— Document passage —
______

In a new CNBC interview, Eisman says the US economy looks solid on the back of healthy consumer spending.

According to the “Big Short” investor, there’s no point in entertaining the idea of a collapse or a recession until weak economic data starts to come in.

“All I can say is that 70% of the US economy is consumer-driven. The consumer seems to be pretty strong. They still have savings. They’re spending money so why everybody is getting so hysterical, I don’t get it. 

Everybody should just wait. When they’ll be a negative data point, we can talk about it. Until then, it seems to me the economy is just fine.”

Eisman says he would start to be concerned about the health of the economy if he sees data indicating that consumers are struggling to pay off their debt.

“I look at credit. If consumer credit quality would just start to really deteriorate like it started in late 2006, okay. Until then as long as the consumer is healthy, I don’t think there’s really much to talk about.”

______

— Record set —

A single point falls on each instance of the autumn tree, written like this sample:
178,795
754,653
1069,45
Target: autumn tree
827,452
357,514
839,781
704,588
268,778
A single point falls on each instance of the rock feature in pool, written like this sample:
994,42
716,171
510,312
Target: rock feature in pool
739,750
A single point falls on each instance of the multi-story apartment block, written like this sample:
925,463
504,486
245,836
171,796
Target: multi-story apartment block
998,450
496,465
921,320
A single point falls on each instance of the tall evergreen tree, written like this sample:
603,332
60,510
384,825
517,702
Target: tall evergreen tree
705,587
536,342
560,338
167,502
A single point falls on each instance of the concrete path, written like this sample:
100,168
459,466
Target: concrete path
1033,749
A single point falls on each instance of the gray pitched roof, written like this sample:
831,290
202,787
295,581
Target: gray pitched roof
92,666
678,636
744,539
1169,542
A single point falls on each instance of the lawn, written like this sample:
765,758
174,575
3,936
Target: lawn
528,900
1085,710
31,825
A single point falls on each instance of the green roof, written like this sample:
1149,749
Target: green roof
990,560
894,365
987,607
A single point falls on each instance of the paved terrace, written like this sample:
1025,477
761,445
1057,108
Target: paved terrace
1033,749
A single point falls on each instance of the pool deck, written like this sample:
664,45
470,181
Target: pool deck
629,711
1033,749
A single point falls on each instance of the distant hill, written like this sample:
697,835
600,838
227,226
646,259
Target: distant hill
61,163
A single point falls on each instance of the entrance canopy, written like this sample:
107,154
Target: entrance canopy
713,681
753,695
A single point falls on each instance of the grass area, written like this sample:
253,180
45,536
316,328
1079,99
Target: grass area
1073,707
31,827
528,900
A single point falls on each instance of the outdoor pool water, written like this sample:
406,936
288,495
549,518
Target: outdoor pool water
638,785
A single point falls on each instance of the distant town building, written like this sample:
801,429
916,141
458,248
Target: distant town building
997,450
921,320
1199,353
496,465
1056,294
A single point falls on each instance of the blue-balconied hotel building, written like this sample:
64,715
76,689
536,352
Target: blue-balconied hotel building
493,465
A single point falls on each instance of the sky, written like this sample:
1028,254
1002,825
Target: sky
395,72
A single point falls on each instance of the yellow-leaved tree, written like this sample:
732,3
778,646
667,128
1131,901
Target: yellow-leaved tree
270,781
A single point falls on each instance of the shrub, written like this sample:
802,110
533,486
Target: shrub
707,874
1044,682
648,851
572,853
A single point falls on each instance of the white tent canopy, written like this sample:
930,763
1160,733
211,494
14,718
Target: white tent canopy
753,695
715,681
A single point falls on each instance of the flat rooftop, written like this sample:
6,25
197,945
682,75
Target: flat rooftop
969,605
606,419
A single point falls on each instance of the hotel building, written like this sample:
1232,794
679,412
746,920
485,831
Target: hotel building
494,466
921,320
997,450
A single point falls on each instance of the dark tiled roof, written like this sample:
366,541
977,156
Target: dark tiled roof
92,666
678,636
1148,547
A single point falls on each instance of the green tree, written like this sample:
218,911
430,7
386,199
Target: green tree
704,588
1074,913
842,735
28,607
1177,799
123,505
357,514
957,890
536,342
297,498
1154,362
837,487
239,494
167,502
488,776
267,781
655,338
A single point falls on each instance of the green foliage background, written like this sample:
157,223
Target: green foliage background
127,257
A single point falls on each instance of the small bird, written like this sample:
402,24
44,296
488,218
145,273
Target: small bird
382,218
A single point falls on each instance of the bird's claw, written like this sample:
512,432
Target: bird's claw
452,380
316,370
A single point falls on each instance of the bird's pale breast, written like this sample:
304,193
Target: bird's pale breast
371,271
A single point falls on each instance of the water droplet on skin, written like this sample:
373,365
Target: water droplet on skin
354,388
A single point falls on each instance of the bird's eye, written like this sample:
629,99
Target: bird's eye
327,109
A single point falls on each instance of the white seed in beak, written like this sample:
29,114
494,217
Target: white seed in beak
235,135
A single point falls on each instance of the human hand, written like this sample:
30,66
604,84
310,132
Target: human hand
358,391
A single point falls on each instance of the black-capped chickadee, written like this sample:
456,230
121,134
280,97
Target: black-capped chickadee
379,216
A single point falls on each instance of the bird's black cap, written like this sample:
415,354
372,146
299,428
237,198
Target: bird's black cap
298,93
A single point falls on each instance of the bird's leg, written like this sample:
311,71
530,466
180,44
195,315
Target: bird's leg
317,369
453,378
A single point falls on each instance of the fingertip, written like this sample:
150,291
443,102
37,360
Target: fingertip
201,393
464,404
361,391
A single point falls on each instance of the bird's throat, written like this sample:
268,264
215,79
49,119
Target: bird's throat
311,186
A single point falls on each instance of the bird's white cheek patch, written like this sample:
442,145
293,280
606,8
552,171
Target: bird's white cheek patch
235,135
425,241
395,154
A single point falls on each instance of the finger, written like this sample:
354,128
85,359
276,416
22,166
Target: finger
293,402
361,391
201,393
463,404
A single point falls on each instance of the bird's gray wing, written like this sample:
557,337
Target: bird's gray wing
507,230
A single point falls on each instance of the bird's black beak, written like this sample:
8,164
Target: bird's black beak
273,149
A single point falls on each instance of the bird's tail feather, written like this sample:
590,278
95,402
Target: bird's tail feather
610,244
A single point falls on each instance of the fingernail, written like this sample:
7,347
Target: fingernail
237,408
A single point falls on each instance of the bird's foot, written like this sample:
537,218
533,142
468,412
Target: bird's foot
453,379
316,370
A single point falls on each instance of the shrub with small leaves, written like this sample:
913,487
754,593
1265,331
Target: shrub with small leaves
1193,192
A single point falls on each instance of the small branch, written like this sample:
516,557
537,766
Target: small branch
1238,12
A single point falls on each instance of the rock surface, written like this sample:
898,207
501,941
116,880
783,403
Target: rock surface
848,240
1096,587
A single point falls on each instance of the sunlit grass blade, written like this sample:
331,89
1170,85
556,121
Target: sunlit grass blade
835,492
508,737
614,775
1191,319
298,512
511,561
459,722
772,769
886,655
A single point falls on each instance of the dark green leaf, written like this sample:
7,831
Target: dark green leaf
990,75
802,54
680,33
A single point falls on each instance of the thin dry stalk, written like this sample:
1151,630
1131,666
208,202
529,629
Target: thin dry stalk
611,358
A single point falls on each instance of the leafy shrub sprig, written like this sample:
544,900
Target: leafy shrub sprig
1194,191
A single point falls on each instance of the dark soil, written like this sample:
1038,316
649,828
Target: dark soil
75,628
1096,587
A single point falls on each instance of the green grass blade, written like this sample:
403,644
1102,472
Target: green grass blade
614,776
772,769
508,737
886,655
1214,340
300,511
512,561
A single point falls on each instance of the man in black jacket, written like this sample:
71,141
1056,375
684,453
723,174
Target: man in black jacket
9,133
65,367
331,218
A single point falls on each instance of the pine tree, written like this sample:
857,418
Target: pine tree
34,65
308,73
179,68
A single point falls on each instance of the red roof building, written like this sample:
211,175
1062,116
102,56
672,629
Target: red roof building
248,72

______

— Work to do —
1/ In the Eisman interview passage, list every sentence in the quotation that begins "All I can say" whose grammatical subject is the consumer or consumers.
2/ Render this sentence from the Eisman interview passage in Spanish: "In a new CNBC interview, Eisman says the US economy looks solid on the back of healthy consumer spending."
3/ Transcribe the Eisman interview passage from "According to the" to "off their debt.".

— Answer list —
1/
- "The consumer seems to be pretty strong."
- "They still have savings."
- "They're spending money so why everybody is getting so hysterical, I don't get it."

2/ En una nueva entrevista con CNBC, Eisman afirma que la economía de EE. UU. se ve sólida gracias a un gasto de consumo saludable.

3/
According to the “Big Short” investor, there’s no point in entertaining the idea of a collapse or a recession until weak economic data starts to come in.

“All I can say is that 70% of the US economy is consumer-driven. The consumer seems to be pretty strong. They still have savings. They’re spending money so why everybody is getting so hysterical, I don’t get it. 

Everybody should just wait. When they’ll be a negative data point, we can talk about it. Until then, it seems to me the economy is just fine.”

Eisman says he would start to be concerned about the health of the economy if he sees data indicating that consumers are struggling to pay off their debt.